Segmentation labeling records:
* * * * * * *
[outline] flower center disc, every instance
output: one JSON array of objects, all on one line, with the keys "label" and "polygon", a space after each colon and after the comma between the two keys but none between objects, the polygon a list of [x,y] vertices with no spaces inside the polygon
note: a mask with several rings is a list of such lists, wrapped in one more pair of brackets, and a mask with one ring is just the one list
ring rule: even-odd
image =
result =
* * * * * * *
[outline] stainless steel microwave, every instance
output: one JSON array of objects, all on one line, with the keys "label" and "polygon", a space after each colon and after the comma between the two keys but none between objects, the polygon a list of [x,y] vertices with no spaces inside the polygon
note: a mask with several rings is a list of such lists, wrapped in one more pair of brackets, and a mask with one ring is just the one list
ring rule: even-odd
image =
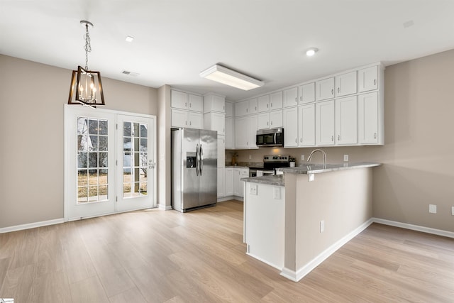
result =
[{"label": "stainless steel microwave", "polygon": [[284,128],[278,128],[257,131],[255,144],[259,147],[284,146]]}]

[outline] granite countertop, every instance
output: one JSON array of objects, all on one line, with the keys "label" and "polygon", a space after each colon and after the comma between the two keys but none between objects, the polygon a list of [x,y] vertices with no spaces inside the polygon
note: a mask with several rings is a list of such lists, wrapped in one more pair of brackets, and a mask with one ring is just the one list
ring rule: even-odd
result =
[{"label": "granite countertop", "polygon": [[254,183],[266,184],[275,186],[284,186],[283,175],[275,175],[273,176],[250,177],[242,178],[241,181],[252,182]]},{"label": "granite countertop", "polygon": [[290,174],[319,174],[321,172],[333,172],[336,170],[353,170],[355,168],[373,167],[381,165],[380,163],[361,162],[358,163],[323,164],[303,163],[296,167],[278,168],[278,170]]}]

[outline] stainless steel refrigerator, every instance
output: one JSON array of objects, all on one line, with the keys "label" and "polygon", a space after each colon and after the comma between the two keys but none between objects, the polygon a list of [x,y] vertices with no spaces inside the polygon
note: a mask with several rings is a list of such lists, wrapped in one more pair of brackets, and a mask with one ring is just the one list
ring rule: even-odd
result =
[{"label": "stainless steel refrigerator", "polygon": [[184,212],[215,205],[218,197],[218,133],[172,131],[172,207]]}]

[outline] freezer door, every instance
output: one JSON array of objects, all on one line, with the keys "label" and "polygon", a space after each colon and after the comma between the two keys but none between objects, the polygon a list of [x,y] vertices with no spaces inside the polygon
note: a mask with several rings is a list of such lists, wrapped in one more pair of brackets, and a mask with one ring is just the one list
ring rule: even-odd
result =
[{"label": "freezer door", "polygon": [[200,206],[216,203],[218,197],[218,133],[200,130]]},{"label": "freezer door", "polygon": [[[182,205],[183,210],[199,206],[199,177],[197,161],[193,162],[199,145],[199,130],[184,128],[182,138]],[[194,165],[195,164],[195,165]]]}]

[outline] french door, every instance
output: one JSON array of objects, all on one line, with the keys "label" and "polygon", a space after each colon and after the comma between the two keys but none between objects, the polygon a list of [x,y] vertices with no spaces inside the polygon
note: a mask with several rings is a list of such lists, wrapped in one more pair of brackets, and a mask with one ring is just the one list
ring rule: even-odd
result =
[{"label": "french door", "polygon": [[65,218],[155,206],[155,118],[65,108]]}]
* * * * * * *
→ Exercise brief:
Extract each line of the records that contains the string "granite", matching case exactly.

→ Result of this exercise:
[outline] granite countertop, every instance
[{"label": "granite countertop", "polygon": [[254,183],[266,184],[275,186],[284,186],[283,175],[275,175],[273,176],[250,177],[242,178],[241,181],[252,182]]},{"label": "granite countertop", "polygon": [[290,174],[319,174],[321,172],[333,172],[336,170],[353,170],[355,168],[373,167],[381,165],[380,163],[361,162],[358,163],[323,164],[303,163],[296,167],[278,168],[278,170]]}]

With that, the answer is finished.